TEXTO DE LECTURA.
============
El Estado creado por los Reyes Católicos era una federación de reinos que sólo tenían en común los mismos monarcas. A partir de esta base aparecieron dos concepciones diferentes: la de los que quisieron establecer una monarquía autoritaria y centralista (Castilla) y la otra tendencia era la de los que querían mantener la monarquía no absolutista, pactista y federal. Su mayor fuerza estaba en los reinos de la periferia (Aragón, Portugal, etc). Pues bien, a lo largo del siglo XVII se produjeron varios choques muy violentos entre ambas concepciones y estos enfrentamientos alcanzaron su punto culminante en la crisis de 1640.
Desde Carlos I Castilla se había convertido en el sostén de la monarquía y en la principal fuente financiera de su política exterior. Sin embargo, desde 1600, Castilla estaba pasando por una grave crisis demográfica y económica. Por su parte la Corona de Aragón y Portugal habían permanecido muy apartados de la política imperial y habían conservado sus fueros y su autonomía (fundamentalmente sus Cortes). Para acabar con la situación de crisis, el conde duque de Olivares intentó una serie de reformas cuyo objetivo era distribuir los gastos del Imperio entre todos los reinos. Para ello creó el Decreto de Unión de Armas. Se trataba de distribuir los costes del ejército entre los diversos reinos de acuerdo con sus posibilidades respectivas en cuanto a número de hombres y riqueza. Pero la Unión de Armas chocaba con la fórmula institucional y política establecida por los Reyes Católicos (Unión dinástica), que aseguraba la autonomía de los distintos reinos. Para evitar este inconveniente Conde-Duque intentó impulsar un cambio profundo en las estructuras de la monarquía que permitiera construir un país unido y compacto (unitario y centralista). Esta pretensión chocó con la oposición de los reinos periféricos, para quienes los fueros representaban su libertad.
A. La rebelión de 1640 en Cataluña
En Cataluña el Conde-Duque expuso su proyecto en las Cortes de Barcelona de 1626 y 1632, ante la negativa catalana, el conde-duque decidió llevar la guerra contra Francia (guerra de los Treinta Años). Olivares desplazó el frente de batalla contra Francia a Cataluña, con la esperanza de que ésta, sintiéndose amenazada por el vecino del norte, acabara integrándose en los proyectos de la monarquía. Sin embargo, el resultado no fue el esperado: los continuos abusos de las tropas reales despertaron la ira de los campesinos hasta provocar una sublevación general del Principado en 1640. La revuelta catalana de 1640 recibe también el nombre de guerra de los Segadores, pues fue un grupo de estos, con su irrupción en Barcelona y el asesinato del virrey, el conde de Santa Coloma, el que provocó el conflicto. De entonces data un romance, Els segadors (himno de Cataluña). Olivares optó por la represión militar para arrancar de raíz el problema. Finalmente, la rebelión de Cataluña desembocó en la separación de parte de Cataluña de la monarquía hispánica y su incorporación a Francia. Aunque la causa castellana tuvo importantes apoyos en la propia Cataluña (Tarragona no se separó; Lérida fue recobrada ya en 1644), España no pudo lograr la reintegración de Cataluña hasta 1652. La caída del conde-duque y el aumento de las cargas exigidas por la ocupante Francia para alimentar a sus tropas abrieron la posibilidad de un acuerdo entre Cataluña y la corte de Madrid. El mismo Felipe IV marchó al frente de su ejército con una promesa de reconciliación basada en el respeto a la tradición foral. Finalmente, en 1652, Barcelona se rindió con la condición de que se respetaran sus antiguos fueros.
============
[Datos de etiquetado por coordenadas]
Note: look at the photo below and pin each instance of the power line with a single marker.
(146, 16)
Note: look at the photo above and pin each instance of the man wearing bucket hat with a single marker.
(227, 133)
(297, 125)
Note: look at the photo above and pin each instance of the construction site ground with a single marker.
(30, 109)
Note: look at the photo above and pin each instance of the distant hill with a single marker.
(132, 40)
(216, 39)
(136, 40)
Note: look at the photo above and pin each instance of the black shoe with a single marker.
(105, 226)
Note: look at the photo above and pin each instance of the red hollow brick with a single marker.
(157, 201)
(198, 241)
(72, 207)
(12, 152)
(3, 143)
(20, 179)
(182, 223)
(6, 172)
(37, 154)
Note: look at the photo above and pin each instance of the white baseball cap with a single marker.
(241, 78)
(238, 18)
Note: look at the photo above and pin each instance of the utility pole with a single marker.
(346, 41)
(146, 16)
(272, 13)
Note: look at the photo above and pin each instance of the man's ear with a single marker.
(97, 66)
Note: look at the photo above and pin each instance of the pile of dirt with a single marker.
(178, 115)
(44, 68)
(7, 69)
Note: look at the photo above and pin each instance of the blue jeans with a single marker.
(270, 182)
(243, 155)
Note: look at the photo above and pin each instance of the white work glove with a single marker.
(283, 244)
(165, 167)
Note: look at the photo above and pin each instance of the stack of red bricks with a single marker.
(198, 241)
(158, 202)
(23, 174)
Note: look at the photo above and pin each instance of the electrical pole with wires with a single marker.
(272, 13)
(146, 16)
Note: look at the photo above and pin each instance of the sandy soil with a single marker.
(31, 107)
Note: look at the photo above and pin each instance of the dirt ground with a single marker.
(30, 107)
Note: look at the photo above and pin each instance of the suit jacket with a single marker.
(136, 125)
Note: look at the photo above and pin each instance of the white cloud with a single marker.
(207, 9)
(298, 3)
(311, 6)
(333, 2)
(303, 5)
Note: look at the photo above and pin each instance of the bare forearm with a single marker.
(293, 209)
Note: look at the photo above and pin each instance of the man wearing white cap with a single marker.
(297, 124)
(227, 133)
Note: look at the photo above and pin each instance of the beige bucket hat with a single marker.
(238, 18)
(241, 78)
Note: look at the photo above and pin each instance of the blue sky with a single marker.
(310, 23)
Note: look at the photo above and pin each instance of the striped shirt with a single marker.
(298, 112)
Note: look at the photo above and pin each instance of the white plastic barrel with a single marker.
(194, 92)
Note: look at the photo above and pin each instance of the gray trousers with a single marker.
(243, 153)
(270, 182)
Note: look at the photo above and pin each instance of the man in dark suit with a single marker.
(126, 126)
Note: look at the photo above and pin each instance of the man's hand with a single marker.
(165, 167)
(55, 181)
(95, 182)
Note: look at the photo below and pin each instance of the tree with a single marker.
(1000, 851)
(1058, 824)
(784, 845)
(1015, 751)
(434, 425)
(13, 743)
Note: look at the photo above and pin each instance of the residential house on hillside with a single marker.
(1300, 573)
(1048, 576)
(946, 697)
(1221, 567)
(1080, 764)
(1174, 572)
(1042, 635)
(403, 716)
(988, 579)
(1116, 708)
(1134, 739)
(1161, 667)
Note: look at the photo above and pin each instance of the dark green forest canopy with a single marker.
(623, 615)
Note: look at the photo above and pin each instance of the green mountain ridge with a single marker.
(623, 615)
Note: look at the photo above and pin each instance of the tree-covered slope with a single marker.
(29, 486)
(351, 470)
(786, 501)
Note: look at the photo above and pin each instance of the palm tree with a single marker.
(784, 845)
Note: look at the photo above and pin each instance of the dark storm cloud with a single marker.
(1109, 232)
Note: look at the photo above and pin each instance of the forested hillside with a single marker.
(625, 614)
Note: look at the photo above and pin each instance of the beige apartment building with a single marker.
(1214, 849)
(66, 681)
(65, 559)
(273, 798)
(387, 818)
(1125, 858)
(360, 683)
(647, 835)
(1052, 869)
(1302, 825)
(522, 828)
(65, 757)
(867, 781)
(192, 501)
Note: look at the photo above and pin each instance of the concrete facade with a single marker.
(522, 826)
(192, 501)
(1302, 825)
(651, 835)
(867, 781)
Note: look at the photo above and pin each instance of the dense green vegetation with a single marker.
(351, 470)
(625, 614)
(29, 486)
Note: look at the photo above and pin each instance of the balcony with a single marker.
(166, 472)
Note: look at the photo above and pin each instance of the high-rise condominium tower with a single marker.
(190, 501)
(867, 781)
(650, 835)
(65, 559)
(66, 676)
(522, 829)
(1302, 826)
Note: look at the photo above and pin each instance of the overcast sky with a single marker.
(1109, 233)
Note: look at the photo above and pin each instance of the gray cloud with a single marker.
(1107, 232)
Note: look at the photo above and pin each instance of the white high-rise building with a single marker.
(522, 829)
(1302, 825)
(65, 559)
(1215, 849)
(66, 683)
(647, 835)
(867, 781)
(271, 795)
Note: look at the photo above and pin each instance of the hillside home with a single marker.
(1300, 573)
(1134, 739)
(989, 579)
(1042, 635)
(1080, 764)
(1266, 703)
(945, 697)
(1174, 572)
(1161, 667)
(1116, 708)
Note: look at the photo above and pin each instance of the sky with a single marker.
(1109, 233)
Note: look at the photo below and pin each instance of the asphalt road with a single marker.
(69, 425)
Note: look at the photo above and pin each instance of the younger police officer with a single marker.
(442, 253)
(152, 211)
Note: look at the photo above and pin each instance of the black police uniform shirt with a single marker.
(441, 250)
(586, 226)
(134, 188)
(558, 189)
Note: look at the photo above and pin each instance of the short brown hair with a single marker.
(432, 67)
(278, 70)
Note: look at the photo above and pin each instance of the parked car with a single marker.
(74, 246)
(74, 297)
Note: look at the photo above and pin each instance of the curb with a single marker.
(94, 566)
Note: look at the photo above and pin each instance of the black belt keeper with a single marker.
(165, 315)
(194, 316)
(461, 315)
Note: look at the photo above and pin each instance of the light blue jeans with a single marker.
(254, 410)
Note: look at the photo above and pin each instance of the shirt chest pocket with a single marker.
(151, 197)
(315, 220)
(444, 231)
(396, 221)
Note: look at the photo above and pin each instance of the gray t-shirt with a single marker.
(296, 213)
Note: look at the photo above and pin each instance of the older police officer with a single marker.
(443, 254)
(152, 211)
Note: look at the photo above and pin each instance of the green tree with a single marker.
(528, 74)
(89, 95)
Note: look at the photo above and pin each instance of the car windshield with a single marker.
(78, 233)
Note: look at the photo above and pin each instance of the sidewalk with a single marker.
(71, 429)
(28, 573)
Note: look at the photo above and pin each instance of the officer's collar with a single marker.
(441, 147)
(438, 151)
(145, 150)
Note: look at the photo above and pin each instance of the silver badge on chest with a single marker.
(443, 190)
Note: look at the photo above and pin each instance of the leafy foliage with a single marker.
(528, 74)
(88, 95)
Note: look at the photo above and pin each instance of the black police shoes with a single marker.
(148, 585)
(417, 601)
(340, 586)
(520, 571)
============
Extrae literalmente del texto sobre la crisis de 1640 todo lo que va desde "El Estado creado" hasta "crisis de 1640.". Los registros provienen de otra fuente distinta.

El Estado creado por los Reyes Católicos era una federación de reinos que sólo tenían en común los mismos monarcas. A partir de esta base aparecieron dos concepciones diferentes: la de los que quisieron establecer una monarquía autoritaria y centralista (Castilla) y la otra tendencia era la de los que querían mantener la monarquía no absolutista, pactista y federal. Su mayor fuerza estaba en los reinos de la periferia (Aragón, Portugal, etc). Pues bien, a lo largo del siglo XVII se produjeron varios choques muy violentos entre ambas concepciones y estos enfrentamientos alcanzaron su punto culminante en la crisis de 1640.